■ PAGE TEXT ■
* start *

# Has anyone ever tried Polycryl on spalted wood?



## Chipncut (Aug 18, 2006)

I recently turned a bowl from some spalted Basswood. I had a heck of a time turning it, because the wood was so soft, & spongy. The fibers would pull out of the wood, no matter how sharp I kept my chisels . The only way I could finally get a decent finish, was sanding, & sanding. I've turned a lot of spalted wood before, but this was about the most difficult piece I've done. I have some more of this wood, & I'd like to try some sort of treatment first. 
I'll be entering this bowl as a project as soon as I take some pictures of it.
I wonder if anyone has ever tried this?

*Here's the finished bowl.*


----------



## LeeJ (Jul 4, 2007)

Hi Dick;

I haven't used it personally, but I was told by a turner to give the stuff a try, as it seemed to work for him.

Lee


----------



## Chipncut (Aug 18, 2006)

*Thanks Lee!*

I think I'll give it a try, it has to be better than nothing. It was a long process of sanding. It took me three times longer than usual to finish the bowl, besides Woodcraft has free shipping now.

* end *

■ LISTED RECORDS ■
* start *

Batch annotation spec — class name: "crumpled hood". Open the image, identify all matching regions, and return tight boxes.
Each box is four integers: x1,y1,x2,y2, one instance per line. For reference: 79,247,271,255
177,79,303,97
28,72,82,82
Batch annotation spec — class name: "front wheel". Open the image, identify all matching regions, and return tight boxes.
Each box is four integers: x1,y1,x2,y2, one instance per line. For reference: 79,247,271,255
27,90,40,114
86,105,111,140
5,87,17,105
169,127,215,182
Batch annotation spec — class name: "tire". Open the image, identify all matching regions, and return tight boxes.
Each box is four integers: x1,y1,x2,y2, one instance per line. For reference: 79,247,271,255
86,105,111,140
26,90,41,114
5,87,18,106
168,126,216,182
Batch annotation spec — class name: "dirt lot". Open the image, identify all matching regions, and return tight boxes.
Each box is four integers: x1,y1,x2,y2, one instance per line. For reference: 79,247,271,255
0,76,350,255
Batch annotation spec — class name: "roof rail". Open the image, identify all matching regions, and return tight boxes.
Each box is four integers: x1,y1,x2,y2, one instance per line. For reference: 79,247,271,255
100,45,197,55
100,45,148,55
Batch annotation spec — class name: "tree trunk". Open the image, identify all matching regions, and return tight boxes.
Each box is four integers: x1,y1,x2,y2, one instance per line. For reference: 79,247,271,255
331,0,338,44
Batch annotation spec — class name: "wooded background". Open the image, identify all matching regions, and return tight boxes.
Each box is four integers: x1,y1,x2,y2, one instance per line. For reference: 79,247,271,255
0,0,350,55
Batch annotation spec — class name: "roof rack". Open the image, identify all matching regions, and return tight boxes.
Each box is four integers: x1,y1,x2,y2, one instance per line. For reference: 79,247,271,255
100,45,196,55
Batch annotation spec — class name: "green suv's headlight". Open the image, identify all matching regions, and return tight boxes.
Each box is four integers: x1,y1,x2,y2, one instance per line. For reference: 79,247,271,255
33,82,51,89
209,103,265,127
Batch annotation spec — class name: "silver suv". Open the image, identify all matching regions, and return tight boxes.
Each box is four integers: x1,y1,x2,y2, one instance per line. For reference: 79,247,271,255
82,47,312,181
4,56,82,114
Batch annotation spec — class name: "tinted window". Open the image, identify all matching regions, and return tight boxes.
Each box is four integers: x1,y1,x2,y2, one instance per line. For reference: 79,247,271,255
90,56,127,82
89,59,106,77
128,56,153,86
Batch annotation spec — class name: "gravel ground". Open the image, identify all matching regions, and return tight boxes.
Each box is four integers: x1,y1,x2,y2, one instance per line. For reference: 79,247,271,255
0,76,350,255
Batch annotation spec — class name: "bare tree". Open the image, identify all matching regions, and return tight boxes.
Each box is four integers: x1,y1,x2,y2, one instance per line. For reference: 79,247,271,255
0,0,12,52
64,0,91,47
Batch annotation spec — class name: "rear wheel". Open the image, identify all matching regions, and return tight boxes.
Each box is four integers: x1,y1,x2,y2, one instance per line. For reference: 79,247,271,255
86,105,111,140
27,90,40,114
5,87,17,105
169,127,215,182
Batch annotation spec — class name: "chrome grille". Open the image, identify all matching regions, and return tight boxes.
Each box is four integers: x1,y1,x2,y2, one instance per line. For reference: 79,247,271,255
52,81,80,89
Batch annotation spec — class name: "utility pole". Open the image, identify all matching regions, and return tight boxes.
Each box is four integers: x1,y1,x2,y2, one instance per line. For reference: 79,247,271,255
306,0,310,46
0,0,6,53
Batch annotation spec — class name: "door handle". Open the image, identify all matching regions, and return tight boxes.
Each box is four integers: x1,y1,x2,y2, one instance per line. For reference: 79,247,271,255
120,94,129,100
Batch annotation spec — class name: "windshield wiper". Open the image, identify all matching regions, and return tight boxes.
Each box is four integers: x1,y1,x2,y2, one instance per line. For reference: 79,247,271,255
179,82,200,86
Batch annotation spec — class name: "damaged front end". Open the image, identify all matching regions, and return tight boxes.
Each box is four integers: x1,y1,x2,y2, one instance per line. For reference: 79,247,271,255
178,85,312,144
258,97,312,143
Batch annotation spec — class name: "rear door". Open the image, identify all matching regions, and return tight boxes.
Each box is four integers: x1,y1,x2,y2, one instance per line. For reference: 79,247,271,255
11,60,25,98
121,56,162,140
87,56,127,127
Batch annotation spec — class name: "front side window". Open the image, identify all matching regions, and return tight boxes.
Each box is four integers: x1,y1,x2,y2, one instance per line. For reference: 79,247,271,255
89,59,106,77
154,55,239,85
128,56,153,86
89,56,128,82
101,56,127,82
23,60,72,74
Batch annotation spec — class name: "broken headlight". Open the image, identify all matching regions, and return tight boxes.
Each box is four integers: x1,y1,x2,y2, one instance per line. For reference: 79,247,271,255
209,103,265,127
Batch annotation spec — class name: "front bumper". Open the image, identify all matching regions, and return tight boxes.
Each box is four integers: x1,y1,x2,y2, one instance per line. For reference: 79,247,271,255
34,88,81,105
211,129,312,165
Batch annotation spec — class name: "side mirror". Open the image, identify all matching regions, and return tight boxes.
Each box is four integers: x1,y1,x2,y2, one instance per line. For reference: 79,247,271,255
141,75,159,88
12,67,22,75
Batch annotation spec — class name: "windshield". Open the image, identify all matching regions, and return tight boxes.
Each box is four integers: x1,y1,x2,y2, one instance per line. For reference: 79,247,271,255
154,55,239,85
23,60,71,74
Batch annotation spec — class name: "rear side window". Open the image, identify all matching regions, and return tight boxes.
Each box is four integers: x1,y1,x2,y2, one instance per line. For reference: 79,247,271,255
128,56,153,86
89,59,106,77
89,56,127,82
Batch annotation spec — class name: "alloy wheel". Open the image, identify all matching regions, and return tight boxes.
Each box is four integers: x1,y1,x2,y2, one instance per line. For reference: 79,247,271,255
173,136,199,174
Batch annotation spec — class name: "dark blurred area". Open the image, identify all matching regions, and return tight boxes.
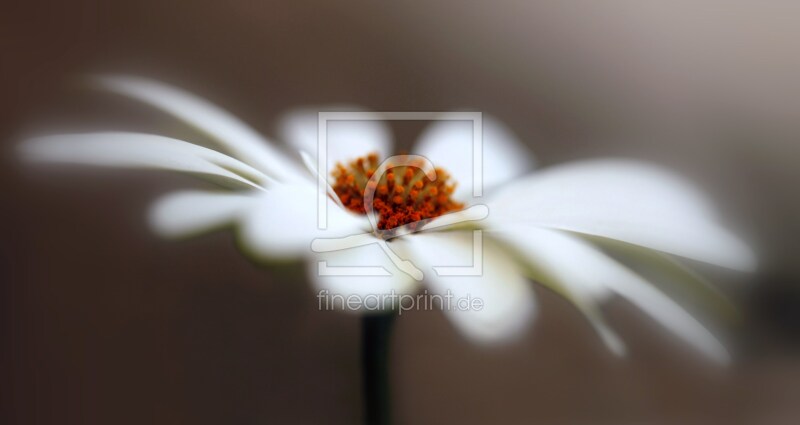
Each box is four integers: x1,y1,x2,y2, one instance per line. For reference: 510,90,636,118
0,0,800,425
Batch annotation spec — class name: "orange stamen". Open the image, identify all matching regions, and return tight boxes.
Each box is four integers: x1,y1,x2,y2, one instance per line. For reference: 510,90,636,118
332,153,464,230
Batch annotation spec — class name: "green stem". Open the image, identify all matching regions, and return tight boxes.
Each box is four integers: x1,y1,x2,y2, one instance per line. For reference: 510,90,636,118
361,312,397,425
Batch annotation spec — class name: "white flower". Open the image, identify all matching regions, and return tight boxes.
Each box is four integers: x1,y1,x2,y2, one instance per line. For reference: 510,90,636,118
23,77,754,362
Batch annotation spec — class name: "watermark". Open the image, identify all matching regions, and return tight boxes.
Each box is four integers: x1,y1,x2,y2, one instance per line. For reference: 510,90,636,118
317,289,484,315
311,112,489,280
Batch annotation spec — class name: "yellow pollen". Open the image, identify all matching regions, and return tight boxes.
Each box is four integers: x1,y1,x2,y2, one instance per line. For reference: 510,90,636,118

* end *

■ TO DO ■
1 - In the forum thread on Polycryl and spalted wood, take the passage starting with "I haven't used" and going on through "free shipping now.", and rename "bowl" as "platter" throughout it.
2 - Write what comes next in the forum thread about trying Polycryl on spalted wood, picking up after its final post.

■ SOLVED TASKS ■
1 -
I haven't used it personally, but I was told by a turner to give the stuff a try, as it seemed to work for him.

Lee


----------



## Chipncut (Aug 18, 2006)

*Thanks Lee!*

I think I'll give it a try, it has to be better than nothing. It was a long process of sanding. It took me three times longer than usual to finish the platter, besides Woodcraft has free shipping now.

2 -
----------



## alba (Jul 31, 2010)

I mix white PVA wood glue with water and let it soak in. once dry you get a great finish on my turned bowls. If in a rush a bit of hot air speeds the process. It also tightens up any loose fibre.. I've used this on Spalted Beech and I'm going to be doing it on a couple of door panels later today.
Jamie


----------



## Chipncut (Aug 18, 2006)

*Thanks alba!*

I'll give it a try, I didn't think of that.

I always use PVA glue to treat the ends of my green turning blocks, & have had excellent results with little or no checking.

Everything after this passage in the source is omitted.